▶ _What to produce_: Could you repeat all of the entries exactly, leaving out any pictures?

▶ _Exercise inputs_:
◇ ◇ ◇ ◇ ◇ ◇ ◇
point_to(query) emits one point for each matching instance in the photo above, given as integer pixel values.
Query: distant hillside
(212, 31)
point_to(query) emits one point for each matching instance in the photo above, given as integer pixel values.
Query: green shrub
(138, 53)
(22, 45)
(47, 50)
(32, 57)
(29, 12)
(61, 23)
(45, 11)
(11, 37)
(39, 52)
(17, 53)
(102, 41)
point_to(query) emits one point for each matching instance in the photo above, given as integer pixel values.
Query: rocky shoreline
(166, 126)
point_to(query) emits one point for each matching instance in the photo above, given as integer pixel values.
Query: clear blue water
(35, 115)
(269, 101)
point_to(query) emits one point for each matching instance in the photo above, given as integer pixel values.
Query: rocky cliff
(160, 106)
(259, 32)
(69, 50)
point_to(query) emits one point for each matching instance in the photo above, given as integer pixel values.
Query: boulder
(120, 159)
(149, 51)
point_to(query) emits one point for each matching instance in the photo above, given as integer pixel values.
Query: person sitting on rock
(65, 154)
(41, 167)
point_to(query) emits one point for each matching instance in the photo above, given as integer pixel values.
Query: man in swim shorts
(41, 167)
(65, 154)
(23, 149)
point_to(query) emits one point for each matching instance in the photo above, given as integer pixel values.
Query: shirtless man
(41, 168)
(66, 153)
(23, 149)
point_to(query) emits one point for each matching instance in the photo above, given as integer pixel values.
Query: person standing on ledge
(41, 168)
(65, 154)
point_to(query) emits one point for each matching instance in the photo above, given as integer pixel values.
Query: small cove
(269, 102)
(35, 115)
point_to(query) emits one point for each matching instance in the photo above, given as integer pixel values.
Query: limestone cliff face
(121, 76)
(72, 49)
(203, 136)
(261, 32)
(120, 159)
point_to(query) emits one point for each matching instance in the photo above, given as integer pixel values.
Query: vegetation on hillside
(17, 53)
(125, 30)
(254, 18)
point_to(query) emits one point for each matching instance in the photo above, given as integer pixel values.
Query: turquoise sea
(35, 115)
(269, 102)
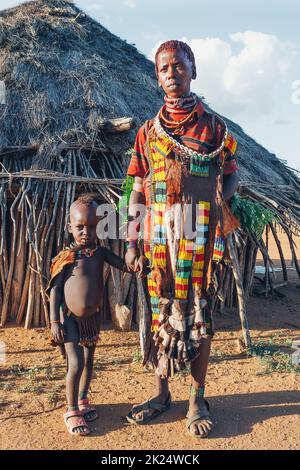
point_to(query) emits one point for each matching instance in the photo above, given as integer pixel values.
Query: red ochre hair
(177, 45)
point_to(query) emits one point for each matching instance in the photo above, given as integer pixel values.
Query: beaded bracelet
(131, 244)
(197, 392)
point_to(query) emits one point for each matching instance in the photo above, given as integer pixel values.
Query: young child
(76, 291)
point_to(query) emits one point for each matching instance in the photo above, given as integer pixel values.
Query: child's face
(83, 224)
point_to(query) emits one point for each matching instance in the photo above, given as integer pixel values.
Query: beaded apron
(181, 262)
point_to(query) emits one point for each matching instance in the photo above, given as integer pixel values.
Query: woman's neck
(181, 105)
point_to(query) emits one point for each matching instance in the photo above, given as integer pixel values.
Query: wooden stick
(24, 295)
(31, 295)
(240, 292)
(279, 247)
(114, 126)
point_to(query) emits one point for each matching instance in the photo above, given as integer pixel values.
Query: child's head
(84, 220)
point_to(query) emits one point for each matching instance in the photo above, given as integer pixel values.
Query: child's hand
(142, 267)
(57, 333)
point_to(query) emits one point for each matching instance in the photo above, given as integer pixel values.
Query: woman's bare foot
(202, 425)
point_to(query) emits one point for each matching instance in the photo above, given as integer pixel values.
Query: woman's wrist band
(131, 244)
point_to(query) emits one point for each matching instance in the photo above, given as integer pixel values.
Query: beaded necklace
(84, 252)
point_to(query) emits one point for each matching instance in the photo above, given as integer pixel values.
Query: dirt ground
(250, 410)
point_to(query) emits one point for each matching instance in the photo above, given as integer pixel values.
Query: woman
(184, 167)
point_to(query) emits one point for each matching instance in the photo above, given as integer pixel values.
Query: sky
(247, 56)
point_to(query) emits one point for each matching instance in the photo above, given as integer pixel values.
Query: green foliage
(272, 356)
(252, 215)
(126, 189)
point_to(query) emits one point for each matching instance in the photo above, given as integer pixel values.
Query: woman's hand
(142, 264)
(57, 332)
(131, 259)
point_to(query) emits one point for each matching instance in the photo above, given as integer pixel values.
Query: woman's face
(175, 72)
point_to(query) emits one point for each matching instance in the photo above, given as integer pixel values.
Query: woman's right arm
(56, 296)
(136, 197)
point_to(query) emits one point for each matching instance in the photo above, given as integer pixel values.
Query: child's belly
(83, 292)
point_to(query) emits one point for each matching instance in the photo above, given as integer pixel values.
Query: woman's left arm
(230, 185)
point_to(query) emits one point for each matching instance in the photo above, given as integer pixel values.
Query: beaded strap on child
(197, 392)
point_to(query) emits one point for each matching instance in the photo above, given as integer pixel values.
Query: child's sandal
(86, 408)
(74, 420)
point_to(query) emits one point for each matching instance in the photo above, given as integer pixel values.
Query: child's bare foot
(145, 412)
(89, 412)
(199, 422)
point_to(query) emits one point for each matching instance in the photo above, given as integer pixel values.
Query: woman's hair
(179, 45)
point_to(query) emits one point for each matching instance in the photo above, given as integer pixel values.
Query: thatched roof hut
(67, 82)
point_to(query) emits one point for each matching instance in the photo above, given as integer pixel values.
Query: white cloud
(243, 73)
(130, 3)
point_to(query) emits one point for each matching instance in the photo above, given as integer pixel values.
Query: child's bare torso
(83, 284)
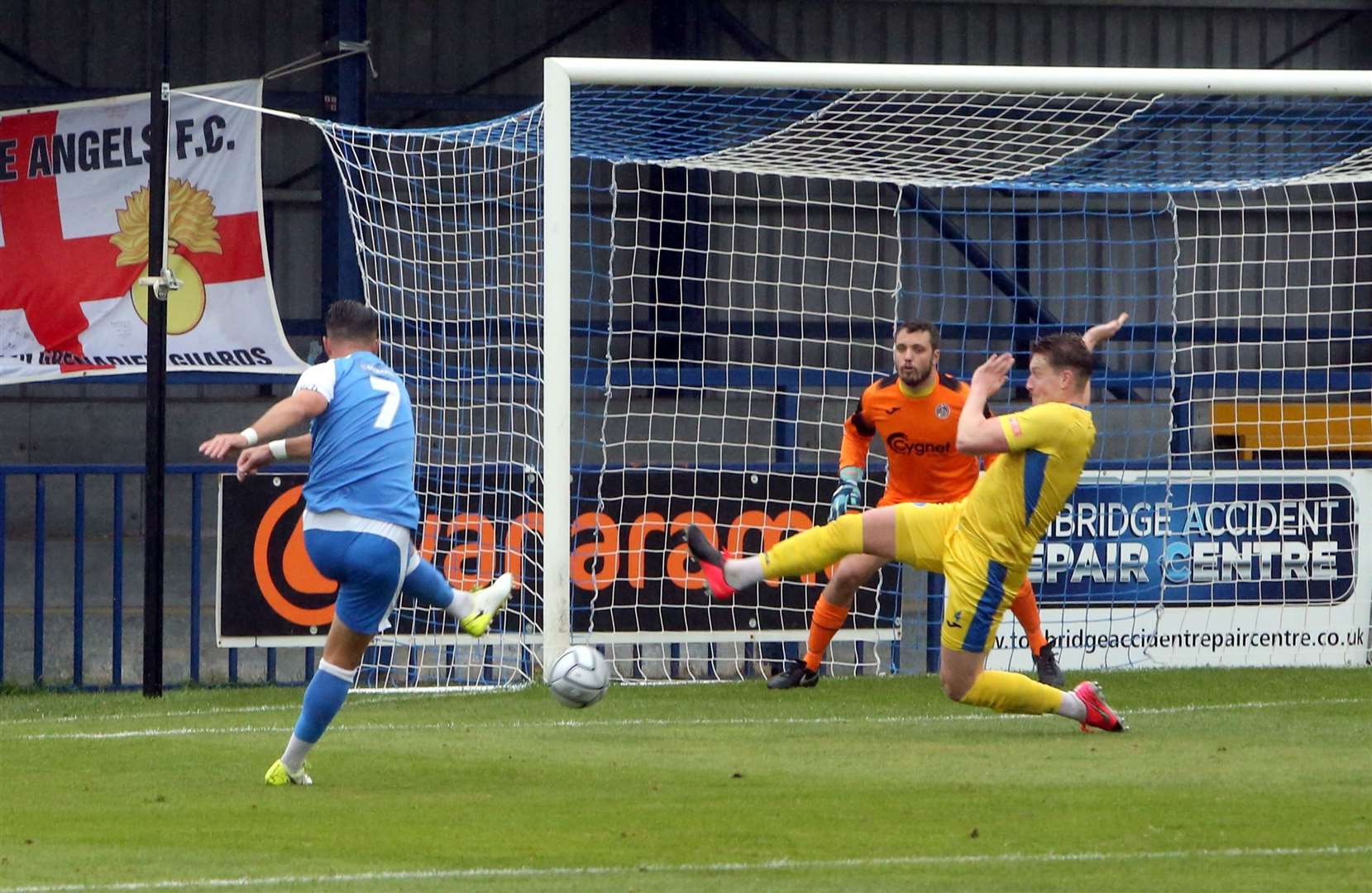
◇ ◇ ◇ ◇ ◇ ◇ ◇
▶ _Output_:
point_to(query) emits one point for each matching instance in the photo above, given as integer pixel values.
Query: distant hillside
(212, 31)
point_to(query) emits one point for each matching instance in the photo above, given as integer pixel values.
Query: green shrub
(138, 53)
(22, 45)
(47, 50)
(32, 57)
(29, 12)
(61, 23)
(45, 11)
(11, 37)
(39, 52)
(17, 53)
(102, 41)
point_to(query) emits one point for each matching instance in the photo above, given as integer pixel values.
Query: rocky shoreline
(166, 126)
point_to(query) emits one point for each matching instance in the photo above, given as integer pixel values.
Query: clear blue water
(35, 115)
(269, 101)
point_to(query) emits one point for each matching instance in the photo above, given as integer pixel values.
Query: rocky cliff
(160, 106)
(259, 32)
(69, 50)
point_to(query) emits one point for each matching instance in the photo above, given as integer pixel values.
Query: boulder
(120, 159)
(149, 51)
point_to(query) emits one point for each matching instance in the photo above, given as integer pixel values.
Query: person sitting on rock
(65, 154)
(41, 167)
point_to(query) emits one point for each matching instance in the photo above, given as integer pixel values.
Query: man in swim shorts
(41, 167)
(65, 154)
(23, 149)
point_to(query) emits one point for each matching instance in the photo above, given as integer pixel values.
Query: shirtless man
(41, 168)
(66, 153)
(23, 149)
point_to(query) emits one point for each matching instance in the photo above, given as integer pixel values.
Query: person standing on ledge
(41, 168)
(65, 154)
point_to(query) emits one point for each matching instance in the photo above, given as integer pixel values.
Query: small cove
(269, 102)
(35, 115)
point_to(query) emits one point for each matching instance in the photo above, given as integer pixel values.
Query: limestone cliff face
(121, 76)
(72, 49)
(203, 136)
(261, 32)
(120, 159)
point_to(query) emits one point for each matching instance in the photo above, given as integer pixel values.
Query: vegetation on hillside
(17, 53)
(125, 30)
(254, 18)
point_to(query) emits one point for each matching instance in the photo above, given as integer pixel values.
Query: turquoise sea
(35, 115)
(269, 102)
point_to(query) emits one point for each matching instance in the photo above, given as integer pixel values.
Query: red ochre hair
(177, 45)
point_to(query) emits one point for each matching instance in the photo above, given as integer pixel values.
Query: beaded bracelet
(131, 244)
(197, 392)
point_to(query) emits one point for each matching instance in the photo above, given as integer pixel values.
Query: young child
(76, 291)
point_to(query) emits one point for each matching instance in the photo above, given as integer pixel values.
Query: child's face
(83, 224)
point_to(query) emits one point for each matching instance in the photo above, given as integer pixel values.
Query: beaded apron
(181, 262)
point_to(query) emits one point for each matching instance in the photo above, given as integer pixel values.
Query: woman's neck
(181, 105)
point_to(query) emits one point for each matching instance in the photo above, given as integer pixel values.
Query: wooden stick
(24, 295)
(31, 295)
(240, 292)
(279, 247)
(114, 126)
point_to(query) emits one point for each matching instance in the photo above, given as integer pixel values.
Query: child's head
(84, 220)
point_to(query) emits one point for each matching instance in the photo above, given as integer pixel values.
Query: child's hand
(142, 267)
(57, 333)
point_to(query) emits one point for each matching instance in the photo above, given as integer pixel values.
Query: woman's bare foot
(202, 425)
point_to(query) emits one point for each matching instance in the photo above, given as integer pixel values.
Query: woman's wrist band
(131, 244)
point_to(query) emits one point for each matching instance in the photo above, given as integer pixel values.
Query: beaded necklace
(84, 252)
point_to(query) emits one point for each matching instance in the photo above, given as integer pixel values.
Query: dirt ground
(250, 410)
point_to(query) emits one point for each matching instance in the photo above, given as integer pixel values.
Query: woman
(184, 167)
point_to(query) emits one point for each matching instance in the photo above, given as integer pixel values.
Query: sky
(247, 56)
point_to(query) emits one point for each matching instance in the photo above, given as integer pixel values.
Query: green foliage
(272, 356)
(252, 215)
(126, 189)
point_to(query) emits one point for each matching instance in the photo above, given as integer pixel values.
Query: woman's hand
(142, 264)
(57, 332)
(131, 259)
point_to(query) emits one point for each matching instance in the photo above, given as integer pixel values.
Query: woman's face
(175, 72)
point_to(query) emits one point for each matching instance in the photo above, given as integer pixel values.
Query: woman's right arm
(56, 296)
(136, 197)
point_to(query) emits one point for each matching instance in the photo above, given as integer pixel values.
Query: child's belly
(83, 292)
point_to(query) emits one point for each matching instance in the photo above, given as integer pixel values.
Query: woman's left arm
(230, 185)
point_to(query) emits one point for each matching instance in the photo above, given as integer pixel values.
Query: beaded strap on child
(197, 392)
point_to(query) emits one point for each matching instance in the photo above, given as integer pixel values.
Query: child's sandal
(86, 408)
(74, 420)
point_to(query) emits one point for each matching instance in the photo above, given as integer pixel values.
Query: child's bare foot
(145, 412)
(89, 412)
(199, 422)
point_to(query) emits one point for each matching instance in the photo above, given as integer pixel values.
Query: woman's hair
(179, 45)
point_to(query) emits one point for each matching instance in the photo above, given as integer pixel values.
Query: thatched roof hut
(67, 82)
point_to(query) emits one point for each matching instance in the photo above, given as integer pixel values.
Query: white cloud
(243, 73)
(130, 3)
point_to(query) emits one point for each matching instance in the photo above, given as integer pixel values.
Query: child's bare torso
(83, 284)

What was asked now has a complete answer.